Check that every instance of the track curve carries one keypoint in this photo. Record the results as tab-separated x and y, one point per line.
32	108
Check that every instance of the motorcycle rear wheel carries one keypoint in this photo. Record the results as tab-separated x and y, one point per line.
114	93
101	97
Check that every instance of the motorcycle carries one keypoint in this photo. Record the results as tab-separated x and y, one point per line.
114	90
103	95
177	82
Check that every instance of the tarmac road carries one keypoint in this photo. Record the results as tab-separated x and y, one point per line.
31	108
* * *
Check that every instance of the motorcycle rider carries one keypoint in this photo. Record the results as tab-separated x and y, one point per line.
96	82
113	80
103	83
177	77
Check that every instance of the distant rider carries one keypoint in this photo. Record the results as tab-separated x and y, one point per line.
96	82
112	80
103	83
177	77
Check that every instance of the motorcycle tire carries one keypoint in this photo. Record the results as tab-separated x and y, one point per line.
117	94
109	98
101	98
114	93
---
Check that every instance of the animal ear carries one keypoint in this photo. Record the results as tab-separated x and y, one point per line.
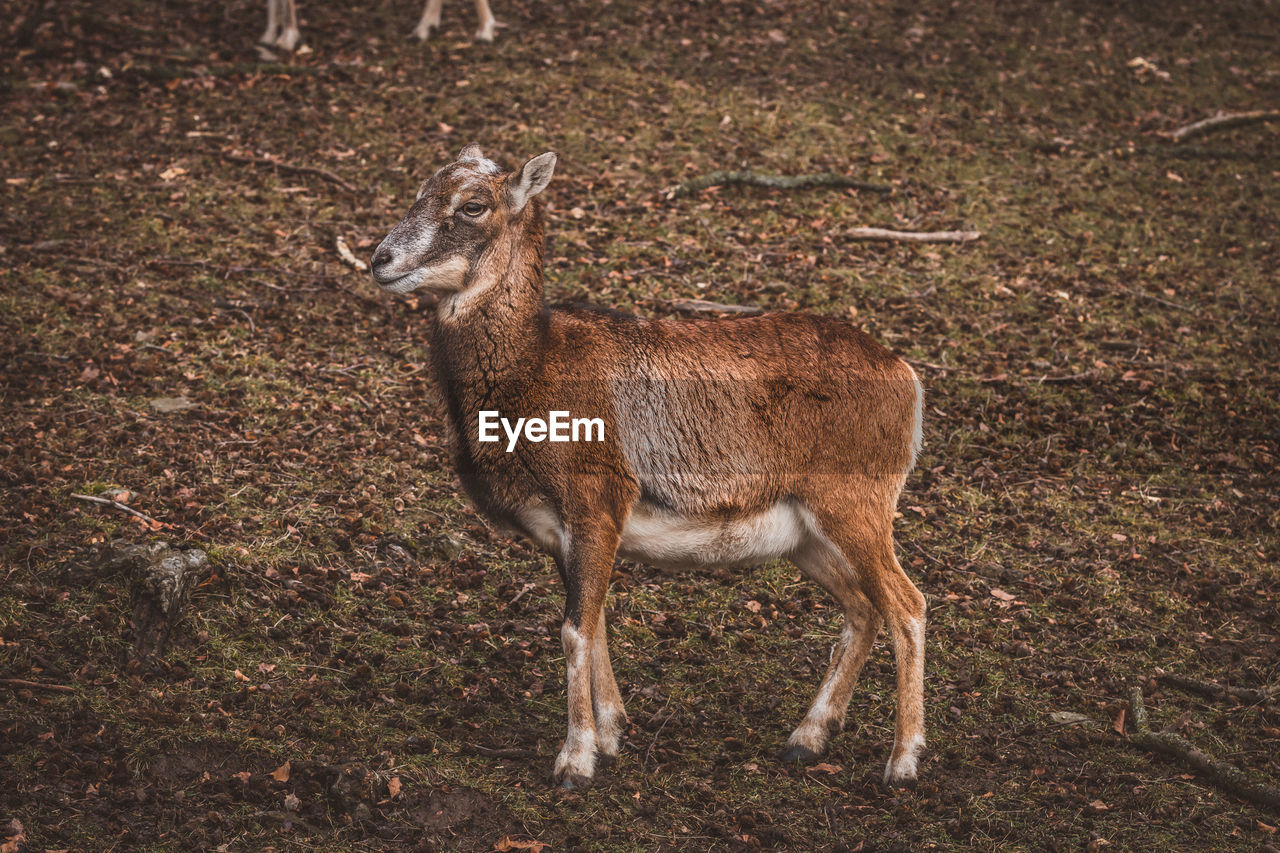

*GIVEN TASK*: Gather each line of the entries above that contains the word "rider", and copy those lines in full.

*SOLUTION TO THIS PROBLEM*:
Check that every instance of the motorcycle rider carries one keypoint in this photo. Record the results as tab-separated x and y, one point per line.
Check that every instance of the distant rider carries one keypoint in this photo. Record the results as tab-separated x and y, one point per line.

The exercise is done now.